Extinction Rebellion activists Violet Coco, Brad Homewood and Joe Zammit drove a truck onto the West Gate Bridge in Naarm-Melbourne at 7.45 am on Tuesday and parked it in a manner that blocked three lanes of five heading in one direction, leaving two open for emergency vehicles.

The banner that adorned the top of the truck summed up the purpose of the nonviolent direct action, reading, “Business as usual equals death”. And the whole scene evoked the message that despite the hush on the climate emergency in the media at present, it’s only getting worse.

“We are engaging in civil resistance, because it really is our last best hope,” said Homewood, over a livestream from atop the truck. “We’ve tried everything else. We’ve tried writing letters. We’ve tried signing petitions…. The reality is none of it has worked.”

The 5 March peak hour blockage, which grabbed the city’s airwaves, was staged to coincide with the APPEA conference and expo, which is a fossil fuel industry event, involving about 200 local corporations that produce around 95 percent of the nation’s oil and gas.

But whilst all three climate defenders were expecting arrest, and Zammit, on accepting his bail conditions, was released, Coco and Homewood refused bail and directly entered a guilty plea to public nuisance and obstructing police, and the magistrate sent them away for three weeks.

XR climate defenders Violet Coco, Joe Zammit and Brad Homewood stop a truck blocking the West Gate Bridge
XR climate defenders Violet Coco, Joe Zammit and Brad Homewood stop a truck blocking the West Gate Bridge

Silencing the messengers

“We’re in a climate emergency. We’re seeing accelerating warming that scientists are puzzled by – they can’t explain,” said Jane Morton, a spokesperson for Extinction Rebellion Victoria. “This is a desperate situation, and this is our attempt to sound the alarm.”

“The sentences are harsh for peaceful climate protest,” she said referring to the imprisoned climate defending duo. “There’s a lot of talk about the bridge being blocked off, but there were two lanes left open until the police blocked off the other two.”

_Excerpted data_.

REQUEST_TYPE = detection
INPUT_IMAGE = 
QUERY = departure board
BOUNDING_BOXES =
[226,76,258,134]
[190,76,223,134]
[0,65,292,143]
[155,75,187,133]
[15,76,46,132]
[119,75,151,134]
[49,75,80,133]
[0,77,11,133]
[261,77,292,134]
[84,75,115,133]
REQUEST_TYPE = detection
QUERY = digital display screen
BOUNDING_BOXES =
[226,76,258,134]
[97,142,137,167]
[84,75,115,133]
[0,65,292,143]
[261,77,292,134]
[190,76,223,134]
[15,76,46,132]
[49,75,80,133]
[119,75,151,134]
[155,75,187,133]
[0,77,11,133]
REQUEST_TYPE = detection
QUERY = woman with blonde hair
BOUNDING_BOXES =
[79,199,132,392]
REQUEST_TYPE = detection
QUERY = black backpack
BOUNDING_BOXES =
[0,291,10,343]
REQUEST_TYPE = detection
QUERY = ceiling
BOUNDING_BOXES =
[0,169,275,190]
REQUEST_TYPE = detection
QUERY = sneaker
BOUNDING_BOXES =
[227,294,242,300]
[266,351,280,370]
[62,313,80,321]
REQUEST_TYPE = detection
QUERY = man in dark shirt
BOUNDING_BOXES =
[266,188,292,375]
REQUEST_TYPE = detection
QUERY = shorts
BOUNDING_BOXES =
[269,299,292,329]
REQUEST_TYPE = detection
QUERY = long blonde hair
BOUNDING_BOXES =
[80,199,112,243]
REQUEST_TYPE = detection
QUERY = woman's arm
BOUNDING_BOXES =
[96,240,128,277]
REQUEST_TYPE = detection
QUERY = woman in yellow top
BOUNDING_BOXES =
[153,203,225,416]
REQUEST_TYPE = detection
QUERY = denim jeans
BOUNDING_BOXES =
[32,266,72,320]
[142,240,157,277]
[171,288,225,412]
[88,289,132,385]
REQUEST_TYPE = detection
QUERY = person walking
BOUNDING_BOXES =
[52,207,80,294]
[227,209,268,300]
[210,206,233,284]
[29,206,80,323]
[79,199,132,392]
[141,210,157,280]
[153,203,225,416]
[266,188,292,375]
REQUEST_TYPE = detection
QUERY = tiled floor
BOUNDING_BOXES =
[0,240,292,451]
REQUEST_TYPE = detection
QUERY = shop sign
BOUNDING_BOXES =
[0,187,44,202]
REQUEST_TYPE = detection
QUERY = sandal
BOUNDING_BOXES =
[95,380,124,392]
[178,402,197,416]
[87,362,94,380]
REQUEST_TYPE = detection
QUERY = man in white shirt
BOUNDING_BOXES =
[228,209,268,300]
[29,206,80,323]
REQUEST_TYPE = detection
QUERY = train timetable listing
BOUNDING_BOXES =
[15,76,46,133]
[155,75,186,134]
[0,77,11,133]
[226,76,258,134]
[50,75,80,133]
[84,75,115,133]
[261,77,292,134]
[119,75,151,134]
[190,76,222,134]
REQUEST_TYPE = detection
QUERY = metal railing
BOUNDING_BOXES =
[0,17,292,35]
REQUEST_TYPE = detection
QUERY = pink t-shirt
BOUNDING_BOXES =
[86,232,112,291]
* * *
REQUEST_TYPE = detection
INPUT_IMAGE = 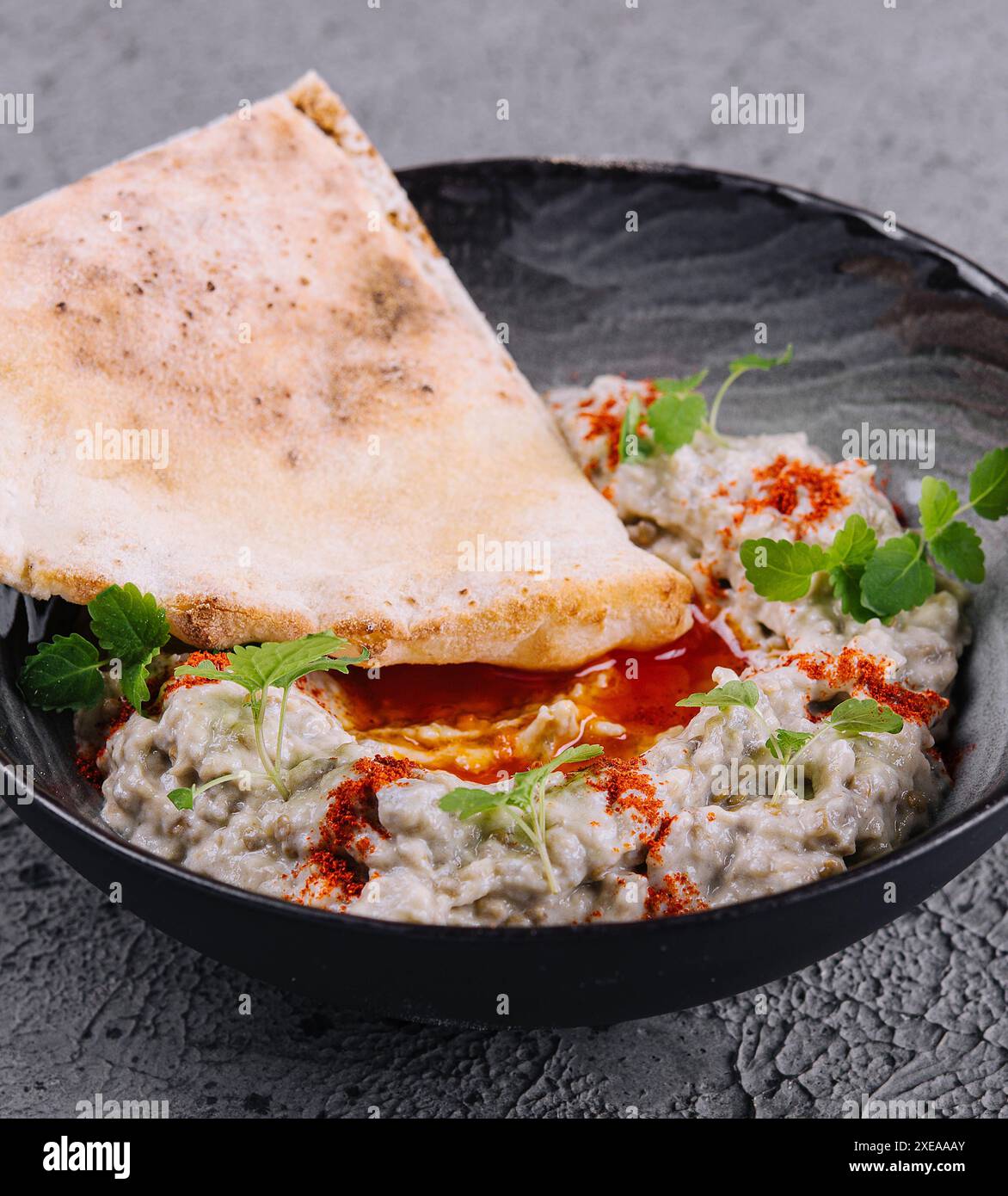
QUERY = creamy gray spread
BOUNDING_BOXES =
* * *
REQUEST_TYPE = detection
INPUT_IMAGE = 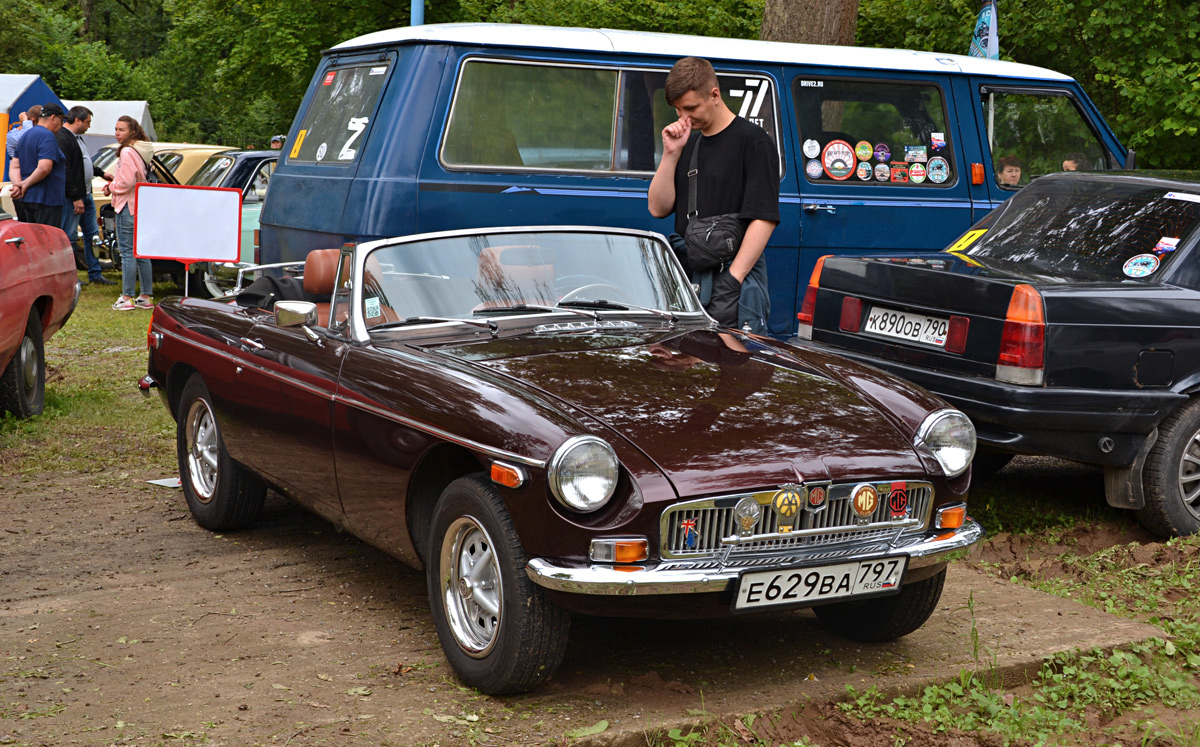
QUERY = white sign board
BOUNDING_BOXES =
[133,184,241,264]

_Set exercise A_. Revise the West Gate Bridge protest article, starting at "The banner that" and ending at "only getting worse.", changing "adorned" to "decorated".
_Set exercise B_. Carry on the West Gate Bridge protest article from the point where it stops.
These records were taken from an unrelated source.

_Result A_.
The banner that decorated the top of the truck summed up the purpose of the nonviolent direct action, reading, “Business as usual equals death”. And the whole scene evoked the message that despite the hush on the climate emergency in the media at present, it’s only getting worse.

_Result B_.
For Zammit, it was his first-time taking climate action. But both the detained climate defenders have dedicated their lives to the cause and have been arrested on numerous occasions.

Their pleas were entered against a backdrop of police forces being known to use extreme bail conditions to erode a protest movement, which is a technique known as strategic incapacitation, and it serves to break down communication in a group and prevent future mobilisation.

Prosecutor Geoff Adams said the trio had caused massive traffic delays, whilst Victorian Magistrate Andrew McKenna said their expression of remorse to the court didn’t ring true, and that the pair didn’t appear to really care that they’d made thousands of Melburnians late to work and school.

Morton added that renowned environmentalist Bob Brown recently remarked that in his consideration if the draconian antiprotest laws and penalties of the present had been around when he led the campaign to save Tasmania’s Franklin River in the early 1980s, it wouldn’t have succeeded.

Hell on Earth

“Our concern is that people have no idea how serious this is,” the XR spokesperson said, on being asked about the law’s ability to suppress the message. “And one of the things that people were saying in interviews yesterday, is that we’re sounding the alarm on behalf of scientists.”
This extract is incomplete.